§ **Task**
Render each line of the entries below as a string in a JSON list, one string per line, leaving out blank lines.

-- Start --

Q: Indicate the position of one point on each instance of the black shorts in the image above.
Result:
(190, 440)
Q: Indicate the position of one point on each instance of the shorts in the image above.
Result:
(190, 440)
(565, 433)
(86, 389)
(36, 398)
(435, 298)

-- End --

§ **Final result**
[
  "Q: Indicate the position of one point on each instance of the black shorts in the image above.",
  "Result:",
  "(190, 440)",
  "Q: Indicate the position of one point on each instance of the shorts in the image above.",
  "Result:",
  "(190, 440)",
  "(565, 433)",
  "(86, 389)",
  "(36, 398)",
  "(435, 298)"
]